* **Documento de origem**
A ciência por trás de fazer nada foi o tema principal do livro do neurocientista americano Andrew Smart, Autopilot: The Art & Science of Doing Nothing (em tradução livre Piloto-Automático: a Arte e a Ciência de Fazer Nada).
Conforme sugere o nome da obra, devemos, como os pilotos de avião, deixar que nosso cérebro seja governado por ele mesmo, sem precisar controlá-lo. No piloto-automático, os comandantes podem ter mais tempo, energia e foco para as tarefas mais exigentes, como o pouso e a decolagem.
O pesquisador, hoje radicado na Suíça, explora não o ócio, mas o bem que a ociosidade faz para o cérebro. Seria a antítese da ocupação, que, em demasia, é ruim para o órgão e pode trazer consequências sérias para a saúde. Além disso, segundo Smart, estar sempre atarefado, ou agitado, destrói a criatividade, o autoconhecimento e o bem-estar emocional.
Para o autor, cientificamente falando, nossa jornada de trabalho e constante agitação é incompatível com o cérebro. No livro, Smart argumenta que os momentos de criatividade, seja ela artística, científica ou emocional, surgem quando temos a chance de fazer absolutamente nada, sem horários para cumprir ou preocupações, quando deixamos nossa mente vagar. Na obra, ele menciona a história de que Newton propôs a Lei da gravitação universal após ver uma maçã cair, enquanto contemplava o mundo lá fora.
"Essa 'falta de atividade' de Newton poderia indicar ao setor de recursos humanos, hoje em dia, que ele não era um funcionário confiável", descreve Smart.
É cultural a obsessão por uma vida ocupada?

* **Problema proposto**
Com base no texto sobre a ciência de fazer nada, responda:
(a) Em que país o neurocientista está radicado hoje?
(b) Quais tarefas exigentes os comandantes podem realizar com mais tempo, energia e foco quando usam o piloto-automático?
(c) O que Newton fazia quando viu a maçã cair, segundo a história mencionada no livro?

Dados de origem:

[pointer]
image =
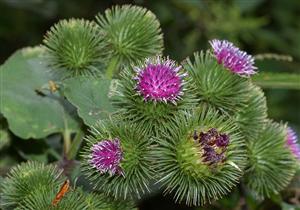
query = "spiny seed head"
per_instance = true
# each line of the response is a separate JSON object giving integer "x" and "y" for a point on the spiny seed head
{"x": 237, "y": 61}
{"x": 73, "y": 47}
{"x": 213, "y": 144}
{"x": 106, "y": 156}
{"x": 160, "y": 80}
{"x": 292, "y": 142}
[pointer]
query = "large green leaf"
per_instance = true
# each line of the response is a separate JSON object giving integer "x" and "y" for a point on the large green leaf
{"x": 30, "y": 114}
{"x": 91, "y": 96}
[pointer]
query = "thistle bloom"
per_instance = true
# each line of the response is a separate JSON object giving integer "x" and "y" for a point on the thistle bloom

* * *

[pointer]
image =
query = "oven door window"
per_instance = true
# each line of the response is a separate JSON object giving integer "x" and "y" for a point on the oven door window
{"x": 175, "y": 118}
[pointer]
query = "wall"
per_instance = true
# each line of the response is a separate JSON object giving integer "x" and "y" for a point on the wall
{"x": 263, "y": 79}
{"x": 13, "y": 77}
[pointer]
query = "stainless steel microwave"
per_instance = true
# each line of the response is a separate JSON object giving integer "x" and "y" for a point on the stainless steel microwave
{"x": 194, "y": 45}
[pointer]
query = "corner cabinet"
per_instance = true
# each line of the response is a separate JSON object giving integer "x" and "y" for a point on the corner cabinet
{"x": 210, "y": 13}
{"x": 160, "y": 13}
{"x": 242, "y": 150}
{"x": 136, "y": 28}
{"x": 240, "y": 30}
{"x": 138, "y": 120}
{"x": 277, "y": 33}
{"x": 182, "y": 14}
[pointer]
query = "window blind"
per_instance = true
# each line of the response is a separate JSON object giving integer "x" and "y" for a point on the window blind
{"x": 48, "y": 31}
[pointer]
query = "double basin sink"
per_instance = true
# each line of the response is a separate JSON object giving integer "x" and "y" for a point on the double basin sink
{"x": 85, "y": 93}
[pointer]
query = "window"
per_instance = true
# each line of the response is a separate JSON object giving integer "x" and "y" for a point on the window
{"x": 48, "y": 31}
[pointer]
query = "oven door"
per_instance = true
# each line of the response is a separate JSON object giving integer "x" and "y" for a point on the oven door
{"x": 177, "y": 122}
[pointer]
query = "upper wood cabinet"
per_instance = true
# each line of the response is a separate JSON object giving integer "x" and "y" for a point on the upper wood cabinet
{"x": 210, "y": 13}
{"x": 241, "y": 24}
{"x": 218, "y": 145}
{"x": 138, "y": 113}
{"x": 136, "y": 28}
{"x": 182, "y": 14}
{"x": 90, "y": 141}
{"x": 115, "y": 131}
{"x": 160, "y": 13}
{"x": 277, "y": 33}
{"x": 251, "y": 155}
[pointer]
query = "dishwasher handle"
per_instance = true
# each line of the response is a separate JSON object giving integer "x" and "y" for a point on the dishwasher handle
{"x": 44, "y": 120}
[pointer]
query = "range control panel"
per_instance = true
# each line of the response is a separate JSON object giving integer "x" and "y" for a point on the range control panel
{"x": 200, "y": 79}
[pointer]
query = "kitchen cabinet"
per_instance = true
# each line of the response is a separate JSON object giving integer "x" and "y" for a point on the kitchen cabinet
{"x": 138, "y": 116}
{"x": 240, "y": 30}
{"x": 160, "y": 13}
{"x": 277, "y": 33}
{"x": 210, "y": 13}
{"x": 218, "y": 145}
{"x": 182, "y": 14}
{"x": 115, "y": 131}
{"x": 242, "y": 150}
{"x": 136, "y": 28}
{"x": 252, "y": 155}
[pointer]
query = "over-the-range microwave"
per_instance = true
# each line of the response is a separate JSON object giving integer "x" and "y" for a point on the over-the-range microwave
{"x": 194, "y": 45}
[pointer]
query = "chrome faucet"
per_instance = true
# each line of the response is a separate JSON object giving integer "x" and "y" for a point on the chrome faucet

* **Exercício resolvido**
(a) Na Suíça.
(b) O pouso e a decolagem.
(c) Contemplava o mundo lá fora.